* Task brief: Reproduce, word for word, the portion of the passage comparing medical rounds with legal training that begins at the words "In watching this" and stops after the words "like clinical lawyers!".

Admittedly, my epiphany came from spending only 90 minutes watching doctors discuss their patients which, as a mere spectator, was a cost-free experience. However, from this vantage point, I saw how strikingly similar professional training is in the two professions.
Particularly, I was struck by the similar instruction methods used in both professions. As we moved from room to room, the medical students gave a "wrap up" of each patient before the chief resident spoke with that patient. This wrap up included: a brief history of the case, who the child was, the medical problems presented, the treatments, and how the patient responded to those treatments.
As the students did this, the chief resident interjected, asking questions regarding relevant information that the students had possibly forgotten to mention during their synopsis. After the wrap up, the chief resident asked the students for the patient's diagnosis and what medicines or treatments they would prescribe. Even more interestingly, the chief resident would ask them the most popular question among law professors-"Why?"
In watching this interchange, the case rounds began to look like an oral version of law student case briefs: the background facts to set up the case (the history of the patient), the procedural posture of how the case came to this point (previous treatment and how the patient arrived at the hospital), the issue presented (the patient's current problem), the applicable rule of law (current medical rules relevant to this patient), the law applied to the current facts (apply the medical and treatment standards to the fact-specific symptoms this patient is presenting), and finally the conclusion (recommended treatment).
And then it hit me: doctors are just like clinical lawyers!
The chief resident applied the Socratic Method, just like law professors, albeit in a medical context. The doctor continually asked probing questions forcing students to articulate their ideas succinctly and accurately.
I empathized with the medical students as they defended their ideas to the chief resident. I felt their anxiety as they attempted to convince both the chief resident, and themselves, that they were going to be good doctors.
If I didn't love the law, I could be a doctor...maybe.

* Information provided:
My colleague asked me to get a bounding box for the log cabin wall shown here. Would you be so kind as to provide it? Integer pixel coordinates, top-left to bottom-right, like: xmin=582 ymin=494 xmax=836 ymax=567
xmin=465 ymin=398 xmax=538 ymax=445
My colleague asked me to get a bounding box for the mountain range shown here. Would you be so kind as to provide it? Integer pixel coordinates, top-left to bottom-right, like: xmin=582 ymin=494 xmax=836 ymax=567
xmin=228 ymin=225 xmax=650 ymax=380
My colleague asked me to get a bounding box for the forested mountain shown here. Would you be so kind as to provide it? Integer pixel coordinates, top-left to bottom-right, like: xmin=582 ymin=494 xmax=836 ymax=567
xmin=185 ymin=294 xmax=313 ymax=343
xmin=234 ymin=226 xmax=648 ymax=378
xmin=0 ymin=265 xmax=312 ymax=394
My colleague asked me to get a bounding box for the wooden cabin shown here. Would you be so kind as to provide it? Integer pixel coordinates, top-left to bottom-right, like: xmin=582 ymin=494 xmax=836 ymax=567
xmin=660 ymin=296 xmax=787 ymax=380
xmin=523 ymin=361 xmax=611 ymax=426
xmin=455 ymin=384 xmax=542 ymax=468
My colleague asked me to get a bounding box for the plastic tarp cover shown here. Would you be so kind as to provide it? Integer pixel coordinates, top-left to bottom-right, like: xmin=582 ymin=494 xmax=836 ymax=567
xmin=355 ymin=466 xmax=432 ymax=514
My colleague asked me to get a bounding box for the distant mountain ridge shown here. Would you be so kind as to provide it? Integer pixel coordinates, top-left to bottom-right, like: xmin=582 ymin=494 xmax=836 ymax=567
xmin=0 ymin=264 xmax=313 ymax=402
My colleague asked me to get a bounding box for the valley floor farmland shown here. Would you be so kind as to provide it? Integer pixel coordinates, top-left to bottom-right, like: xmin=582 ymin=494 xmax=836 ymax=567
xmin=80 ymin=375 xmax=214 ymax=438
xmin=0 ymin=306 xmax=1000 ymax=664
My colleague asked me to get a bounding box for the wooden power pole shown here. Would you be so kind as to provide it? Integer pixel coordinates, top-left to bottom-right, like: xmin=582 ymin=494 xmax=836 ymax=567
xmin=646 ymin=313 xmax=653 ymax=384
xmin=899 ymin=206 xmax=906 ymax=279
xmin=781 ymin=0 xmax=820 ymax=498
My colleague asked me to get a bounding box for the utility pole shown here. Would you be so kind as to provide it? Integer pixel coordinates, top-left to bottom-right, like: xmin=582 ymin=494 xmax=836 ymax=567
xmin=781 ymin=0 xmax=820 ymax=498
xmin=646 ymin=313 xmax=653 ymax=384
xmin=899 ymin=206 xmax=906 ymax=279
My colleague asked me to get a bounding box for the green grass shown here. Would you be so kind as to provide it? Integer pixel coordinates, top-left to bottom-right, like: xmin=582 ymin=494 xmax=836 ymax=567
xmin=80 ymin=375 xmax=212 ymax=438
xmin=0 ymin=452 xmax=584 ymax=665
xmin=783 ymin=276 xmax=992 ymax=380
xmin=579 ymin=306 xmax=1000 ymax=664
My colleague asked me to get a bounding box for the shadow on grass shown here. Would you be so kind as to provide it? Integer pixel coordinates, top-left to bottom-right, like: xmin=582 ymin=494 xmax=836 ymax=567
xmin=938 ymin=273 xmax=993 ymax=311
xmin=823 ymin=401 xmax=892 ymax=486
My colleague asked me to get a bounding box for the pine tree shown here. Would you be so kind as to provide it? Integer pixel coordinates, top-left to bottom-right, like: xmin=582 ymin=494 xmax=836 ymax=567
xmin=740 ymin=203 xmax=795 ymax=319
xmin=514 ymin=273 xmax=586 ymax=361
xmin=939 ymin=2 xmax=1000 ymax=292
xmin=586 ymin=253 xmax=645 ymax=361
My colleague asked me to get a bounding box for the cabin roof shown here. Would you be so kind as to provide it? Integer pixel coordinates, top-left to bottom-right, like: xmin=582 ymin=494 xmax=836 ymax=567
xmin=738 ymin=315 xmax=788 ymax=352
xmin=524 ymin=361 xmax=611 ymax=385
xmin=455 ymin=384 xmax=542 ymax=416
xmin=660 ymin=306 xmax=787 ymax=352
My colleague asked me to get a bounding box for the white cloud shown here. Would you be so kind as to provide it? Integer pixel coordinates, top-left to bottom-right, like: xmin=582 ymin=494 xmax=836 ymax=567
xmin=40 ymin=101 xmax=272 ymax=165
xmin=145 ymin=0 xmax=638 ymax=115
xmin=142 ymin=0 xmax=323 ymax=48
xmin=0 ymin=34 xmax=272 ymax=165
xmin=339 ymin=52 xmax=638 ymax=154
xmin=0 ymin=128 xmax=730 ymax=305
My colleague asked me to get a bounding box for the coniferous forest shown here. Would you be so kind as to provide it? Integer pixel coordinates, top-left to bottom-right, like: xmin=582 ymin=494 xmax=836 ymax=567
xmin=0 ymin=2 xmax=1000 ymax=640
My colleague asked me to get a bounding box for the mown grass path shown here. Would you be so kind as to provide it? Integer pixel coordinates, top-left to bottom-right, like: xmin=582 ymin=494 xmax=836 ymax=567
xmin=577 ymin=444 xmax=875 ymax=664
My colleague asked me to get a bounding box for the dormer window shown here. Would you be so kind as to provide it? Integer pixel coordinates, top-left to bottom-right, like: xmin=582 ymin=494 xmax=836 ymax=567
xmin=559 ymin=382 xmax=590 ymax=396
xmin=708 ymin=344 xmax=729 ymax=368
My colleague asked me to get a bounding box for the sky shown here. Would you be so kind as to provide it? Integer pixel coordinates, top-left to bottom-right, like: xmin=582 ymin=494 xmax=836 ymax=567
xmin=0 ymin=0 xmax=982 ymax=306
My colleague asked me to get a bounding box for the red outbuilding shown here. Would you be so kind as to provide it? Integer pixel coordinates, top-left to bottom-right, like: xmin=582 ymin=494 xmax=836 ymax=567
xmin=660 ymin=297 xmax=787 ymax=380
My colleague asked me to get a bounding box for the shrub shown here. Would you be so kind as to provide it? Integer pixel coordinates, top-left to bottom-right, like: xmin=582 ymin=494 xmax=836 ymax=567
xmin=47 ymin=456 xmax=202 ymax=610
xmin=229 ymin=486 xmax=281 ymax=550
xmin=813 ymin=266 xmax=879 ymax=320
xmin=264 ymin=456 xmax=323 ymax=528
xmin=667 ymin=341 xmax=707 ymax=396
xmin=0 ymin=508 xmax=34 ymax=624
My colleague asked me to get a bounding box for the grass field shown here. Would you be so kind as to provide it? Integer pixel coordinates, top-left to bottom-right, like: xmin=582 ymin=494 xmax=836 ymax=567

* Response:
In watching this interchange, the case rounds began to look like an oral version of law student case briefs: the background facts to set up the case (the history of the patient), the procedural posture of how the case came to this point (previous treatment and how the patient arrived at the hospital), the issue presented (the patient's current problem), the applicable rule of law (current medical rules relevant to this patient), the law applied to the current facts (apply the medical and treatment standards to the fact-specific symptoms this patient is presenting), and finally the conclusion (recommended treatment).
And then it hit me: doctors are just like clinical lawyers!